## Start
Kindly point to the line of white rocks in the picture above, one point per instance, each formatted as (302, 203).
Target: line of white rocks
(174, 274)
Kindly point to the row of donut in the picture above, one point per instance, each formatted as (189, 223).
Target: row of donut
## End
## Start
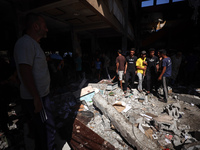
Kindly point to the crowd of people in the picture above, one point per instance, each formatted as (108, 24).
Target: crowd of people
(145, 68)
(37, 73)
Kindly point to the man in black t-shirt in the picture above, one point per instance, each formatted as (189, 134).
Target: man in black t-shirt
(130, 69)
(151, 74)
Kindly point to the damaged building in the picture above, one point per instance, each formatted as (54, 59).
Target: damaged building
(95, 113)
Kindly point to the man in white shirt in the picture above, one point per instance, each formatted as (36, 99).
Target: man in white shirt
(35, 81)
## End
## Start
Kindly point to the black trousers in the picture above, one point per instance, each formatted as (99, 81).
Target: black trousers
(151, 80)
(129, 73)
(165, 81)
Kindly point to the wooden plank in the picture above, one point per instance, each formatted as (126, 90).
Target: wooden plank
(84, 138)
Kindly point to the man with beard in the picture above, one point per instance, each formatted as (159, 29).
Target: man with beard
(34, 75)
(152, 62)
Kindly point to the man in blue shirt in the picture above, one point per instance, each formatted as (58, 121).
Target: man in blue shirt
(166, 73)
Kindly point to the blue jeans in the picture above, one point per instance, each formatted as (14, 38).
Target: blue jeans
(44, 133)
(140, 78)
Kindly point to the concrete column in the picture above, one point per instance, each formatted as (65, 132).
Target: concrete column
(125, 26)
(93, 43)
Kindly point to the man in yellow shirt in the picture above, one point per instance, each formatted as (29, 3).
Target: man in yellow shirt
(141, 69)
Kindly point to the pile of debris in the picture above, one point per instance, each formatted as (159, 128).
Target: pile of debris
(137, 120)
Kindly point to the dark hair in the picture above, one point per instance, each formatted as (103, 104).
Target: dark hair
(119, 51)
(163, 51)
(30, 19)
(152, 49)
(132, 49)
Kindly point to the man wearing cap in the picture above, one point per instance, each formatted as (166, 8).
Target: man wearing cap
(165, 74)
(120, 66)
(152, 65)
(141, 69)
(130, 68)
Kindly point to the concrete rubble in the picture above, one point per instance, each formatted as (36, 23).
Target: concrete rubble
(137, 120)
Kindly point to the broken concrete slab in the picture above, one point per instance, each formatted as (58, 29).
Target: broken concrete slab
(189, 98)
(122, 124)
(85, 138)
## End
### INSTRUCTIONS TO FOLLOW
Pick out every row above that contains the string "shirt", and copy each one in full.

### SOLUTION TO THE EXERCISE
Kindly point to the man in black t-shirt in the picture above, one point per instance, each formatted as (189, 134).
Target: man in black t-shirt
Kindly point to the man in white shirt in the picture above, one point per instance, each formatted as (36, 99).
Target: man in white shirt
Kindly point to the man in blue shirt in the picture above, one point per instance, each formatted as (58, 121).
Target: man in blue shirt
Kindly point to the man in yellow shirt in the picture above, one point per instance, each formatted as (29, 3).
Target: man in yellow shirt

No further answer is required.